-- Start Recorded information --

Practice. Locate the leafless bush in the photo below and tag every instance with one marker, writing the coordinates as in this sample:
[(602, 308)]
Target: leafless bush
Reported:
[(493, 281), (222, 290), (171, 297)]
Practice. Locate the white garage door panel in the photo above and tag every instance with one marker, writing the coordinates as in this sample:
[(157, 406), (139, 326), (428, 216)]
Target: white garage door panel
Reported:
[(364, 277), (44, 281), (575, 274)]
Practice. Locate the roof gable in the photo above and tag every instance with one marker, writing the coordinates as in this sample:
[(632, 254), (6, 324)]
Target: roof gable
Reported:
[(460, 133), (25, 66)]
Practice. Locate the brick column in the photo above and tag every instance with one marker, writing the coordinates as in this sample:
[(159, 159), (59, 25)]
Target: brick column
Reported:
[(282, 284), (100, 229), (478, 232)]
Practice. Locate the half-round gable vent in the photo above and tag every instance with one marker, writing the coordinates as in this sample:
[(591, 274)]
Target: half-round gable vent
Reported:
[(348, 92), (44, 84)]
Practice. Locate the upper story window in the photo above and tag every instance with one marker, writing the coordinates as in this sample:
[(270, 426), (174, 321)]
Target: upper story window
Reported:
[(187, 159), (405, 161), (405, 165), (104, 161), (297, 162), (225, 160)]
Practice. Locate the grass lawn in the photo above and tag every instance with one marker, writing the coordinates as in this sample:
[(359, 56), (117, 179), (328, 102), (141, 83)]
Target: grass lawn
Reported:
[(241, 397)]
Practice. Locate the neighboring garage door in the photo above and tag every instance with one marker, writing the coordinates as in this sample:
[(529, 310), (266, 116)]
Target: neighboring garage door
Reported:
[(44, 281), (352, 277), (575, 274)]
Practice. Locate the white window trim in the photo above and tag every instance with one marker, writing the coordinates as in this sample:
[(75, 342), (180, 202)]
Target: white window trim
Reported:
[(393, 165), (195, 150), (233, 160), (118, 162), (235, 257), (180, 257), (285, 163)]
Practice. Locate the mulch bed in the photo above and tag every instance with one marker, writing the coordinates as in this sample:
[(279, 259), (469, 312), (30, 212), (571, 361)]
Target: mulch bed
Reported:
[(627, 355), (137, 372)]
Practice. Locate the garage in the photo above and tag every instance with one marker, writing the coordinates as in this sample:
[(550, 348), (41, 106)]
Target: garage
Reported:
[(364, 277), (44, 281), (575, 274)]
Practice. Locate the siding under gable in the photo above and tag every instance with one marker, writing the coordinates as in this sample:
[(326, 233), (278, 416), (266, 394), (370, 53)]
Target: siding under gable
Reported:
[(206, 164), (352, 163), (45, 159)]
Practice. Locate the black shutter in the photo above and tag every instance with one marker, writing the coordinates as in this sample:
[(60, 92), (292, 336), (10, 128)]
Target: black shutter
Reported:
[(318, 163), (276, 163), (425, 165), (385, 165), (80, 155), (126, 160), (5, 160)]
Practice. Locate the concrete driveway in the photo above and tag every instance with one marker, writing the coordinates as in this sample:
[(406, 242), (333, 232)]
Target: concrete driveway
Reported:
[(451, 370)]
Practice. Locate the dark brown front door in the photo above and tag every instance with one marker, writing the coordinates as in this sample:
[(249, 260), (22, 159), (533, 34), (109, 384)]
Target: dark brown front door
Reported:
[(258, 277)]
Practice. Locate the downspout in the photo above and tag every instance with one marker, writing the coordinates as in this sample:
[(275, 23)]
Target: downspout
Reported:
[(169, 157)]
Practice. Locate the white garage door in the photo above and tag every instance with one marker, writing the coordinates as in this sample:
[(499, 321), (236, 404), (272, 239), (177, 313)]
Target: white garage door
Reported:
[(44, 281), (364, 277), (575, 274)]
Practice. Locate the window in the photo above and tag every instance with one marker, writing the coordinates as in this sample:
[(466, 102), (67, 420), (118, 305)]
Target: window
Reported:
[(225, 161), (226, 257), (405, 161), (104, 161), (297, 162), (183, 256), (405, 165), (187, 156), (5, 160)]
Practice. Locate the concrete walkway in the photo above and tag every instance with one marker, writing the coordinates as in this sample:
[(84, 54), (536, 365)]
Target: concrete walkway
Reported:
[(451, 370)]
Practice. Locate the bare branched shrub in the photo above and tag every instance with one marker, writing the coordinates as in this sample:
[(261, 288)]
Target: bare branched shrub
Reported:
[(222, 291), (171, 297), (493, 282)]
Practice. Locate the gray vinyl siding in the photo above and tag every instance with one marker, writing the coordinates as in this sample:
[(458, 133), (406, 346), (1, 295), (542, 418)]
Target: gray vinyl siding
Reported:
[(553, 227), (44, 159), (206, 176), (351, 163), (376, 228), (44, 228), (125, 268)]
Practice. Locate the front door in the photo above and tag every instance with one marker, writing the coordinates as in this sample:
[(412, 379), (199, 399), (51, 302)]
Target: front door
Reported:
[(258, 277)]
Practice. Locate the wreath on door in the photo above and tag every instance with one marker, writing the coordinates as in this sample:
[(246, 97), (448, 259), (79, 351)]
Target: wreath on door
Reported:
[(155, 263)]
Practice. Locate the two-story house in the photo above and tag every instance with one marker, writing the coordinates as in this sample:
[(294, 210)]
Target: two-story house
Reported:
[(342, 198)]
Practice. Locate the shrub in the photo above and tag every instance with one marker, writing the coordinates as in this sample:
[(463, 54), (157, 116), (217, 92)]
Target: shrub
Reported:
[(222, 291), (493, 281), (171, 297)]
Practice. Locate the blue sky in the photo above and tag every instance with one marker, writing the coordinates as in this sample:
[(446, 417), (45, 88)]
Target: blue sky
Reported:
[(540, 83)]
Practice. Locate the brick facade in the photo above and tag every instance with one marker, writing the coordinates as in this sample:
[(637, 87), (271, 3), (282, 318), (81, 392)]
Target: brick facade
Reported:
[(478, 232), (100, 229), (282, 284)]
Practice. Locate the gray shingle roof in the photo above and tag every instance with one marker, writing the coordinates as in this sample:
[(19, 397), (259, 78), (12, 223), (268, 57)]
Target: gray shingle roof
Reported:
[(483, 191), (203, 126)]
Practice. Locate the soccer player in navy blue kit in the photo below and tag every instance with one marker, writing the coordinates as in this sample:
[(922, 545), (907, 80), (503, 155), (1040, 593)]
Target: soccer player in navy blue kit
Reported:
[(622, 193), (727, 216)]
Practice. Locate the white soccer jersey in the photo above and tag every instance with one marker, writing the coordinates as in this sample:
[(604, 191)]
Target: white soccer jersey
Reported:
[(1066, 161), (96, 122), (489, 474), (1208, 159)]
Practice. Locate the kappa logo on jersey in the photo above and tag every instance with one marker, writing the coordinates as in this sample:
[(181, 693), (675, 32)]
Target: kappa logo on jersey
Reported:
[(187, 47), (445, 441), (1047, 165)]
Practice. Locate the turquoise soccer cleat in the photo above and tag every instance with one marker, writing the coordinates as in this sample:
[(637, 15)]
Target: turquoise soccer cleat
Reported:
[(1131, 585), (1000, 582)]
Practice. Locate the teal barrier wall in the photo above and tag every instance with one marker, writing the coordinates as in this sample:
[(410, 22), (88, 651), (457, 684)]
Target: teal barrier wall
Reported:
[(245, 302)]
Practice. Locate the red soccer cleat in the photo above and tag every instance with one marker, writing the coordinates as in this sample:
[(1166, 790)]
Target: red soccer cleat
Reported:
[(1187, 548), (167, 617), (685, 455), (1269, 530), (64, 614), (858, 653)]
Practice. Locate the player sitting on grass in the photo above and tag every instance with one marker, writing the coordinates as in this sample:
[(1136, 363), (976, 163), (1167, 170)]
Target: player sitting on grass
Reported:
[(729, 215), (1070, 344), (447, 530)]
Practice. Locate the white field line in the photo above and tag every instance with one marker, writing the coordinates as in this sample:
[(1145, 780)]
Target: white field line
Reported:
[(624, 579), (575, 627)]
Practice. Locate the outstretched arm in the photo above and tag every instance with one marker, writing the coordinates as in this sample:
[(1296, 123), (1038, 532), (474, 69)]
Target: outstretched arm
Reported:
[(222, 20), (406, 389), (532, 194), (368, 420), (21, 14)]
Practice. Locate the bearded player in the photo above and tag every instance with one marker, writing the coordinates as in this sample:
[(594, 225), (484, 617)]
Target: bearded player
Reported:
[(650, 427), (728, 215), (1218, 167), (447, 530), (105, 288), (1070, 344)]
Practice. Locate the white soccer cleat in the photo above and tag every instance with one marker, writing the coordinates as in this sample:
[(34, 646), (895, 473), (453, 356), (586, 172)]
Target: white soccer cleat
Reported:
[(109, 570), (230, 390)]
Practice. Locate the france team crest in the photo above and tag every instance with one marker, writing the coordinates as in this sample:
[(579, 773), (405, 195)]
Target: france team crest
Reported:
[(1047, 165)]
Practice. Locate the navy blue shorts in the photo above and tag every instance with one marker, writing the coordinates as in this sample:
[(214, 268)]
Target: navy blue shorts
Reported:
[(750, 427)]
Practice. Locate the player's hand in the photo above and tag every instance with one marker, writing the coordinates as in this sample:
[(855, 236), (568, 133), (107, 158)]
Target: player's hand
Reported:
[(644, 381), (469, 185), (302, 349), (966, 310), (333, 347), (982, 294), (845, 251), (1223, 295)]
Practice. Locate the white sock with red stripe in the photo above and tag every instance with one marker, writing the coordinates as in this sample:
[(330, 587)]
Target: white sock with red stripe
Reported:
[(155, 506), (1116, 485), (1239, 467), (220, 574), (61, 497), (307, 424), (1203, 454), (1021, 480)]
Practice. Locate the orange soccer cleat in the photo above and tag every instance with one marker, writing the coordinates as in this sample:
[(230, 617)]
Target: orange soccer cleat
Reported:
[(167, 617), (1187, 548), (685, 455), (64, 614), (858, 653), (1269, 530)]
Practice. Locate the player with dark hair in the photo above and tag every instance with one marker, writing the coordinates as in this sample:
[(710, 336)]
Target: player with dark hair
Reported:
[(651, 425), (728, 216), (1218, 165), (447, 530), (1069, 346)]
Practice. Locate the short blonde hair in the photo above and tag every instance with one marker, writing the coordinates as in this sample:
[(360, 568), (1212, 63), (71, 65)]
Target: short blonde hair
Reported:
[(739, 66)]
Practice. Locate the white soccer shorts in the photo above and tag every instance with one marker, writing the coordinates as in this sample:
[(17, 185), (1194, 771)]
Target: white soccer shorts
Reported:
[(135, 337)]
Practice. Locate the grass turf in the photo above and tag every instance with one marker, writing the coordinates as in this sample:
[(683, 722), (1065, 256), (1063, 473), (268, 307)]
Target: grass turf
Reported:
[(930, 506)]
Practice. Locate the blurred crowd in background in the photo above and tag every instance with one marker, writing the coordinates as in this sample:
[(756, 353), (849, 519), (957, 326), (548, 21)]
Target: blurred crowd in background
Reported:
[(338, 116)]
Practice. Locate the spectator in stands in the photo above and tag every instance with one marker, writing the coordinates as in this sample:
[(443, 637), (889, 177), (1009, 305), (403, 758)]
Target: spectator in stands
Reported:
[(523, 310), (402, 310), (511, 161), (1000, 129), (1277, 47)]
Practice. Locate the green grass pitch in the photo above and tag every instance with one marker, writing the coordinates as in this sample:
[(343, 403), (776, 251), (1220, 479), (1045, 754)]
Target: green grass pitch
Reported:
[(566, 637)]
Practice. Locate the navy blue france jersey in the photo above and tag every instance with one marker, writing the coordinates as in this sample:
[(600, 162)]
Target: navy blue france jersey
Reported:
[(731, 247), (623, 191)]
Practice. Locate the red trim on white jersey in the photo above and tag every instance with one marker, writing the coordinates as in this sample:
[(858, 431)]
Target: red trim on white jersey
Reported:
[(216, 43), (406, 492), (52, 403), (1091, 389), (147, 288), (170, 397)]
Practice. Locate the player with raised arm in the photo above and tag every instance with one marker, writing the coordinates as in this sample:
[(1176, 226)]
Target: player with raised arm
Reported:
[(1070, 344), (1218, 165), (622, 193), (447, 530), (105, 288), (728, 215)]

-- End Recorded information --

▶ _Task details_
Lay out the lines of the items above as a Markdown table, from the first line through the line containing "[(493, 281), (222, 290), (171, 297)]", both included. Use a "Row" column for the row number and a "Line" column for the line itself, and leave out any blank lines.

▶ _Task answer_
| Row | Line |
|---|---|
| 1 | Practice. Locate the leafless bush in the photo below and tag every instance with one marker, writing the coordinates as in this sample: |
| 2 | [(602, 308)] |
| 3 | Target: leafless bush |
| 4 | Reported: |
| 5 | [(493, 281), (222, 290), (171, 297)] |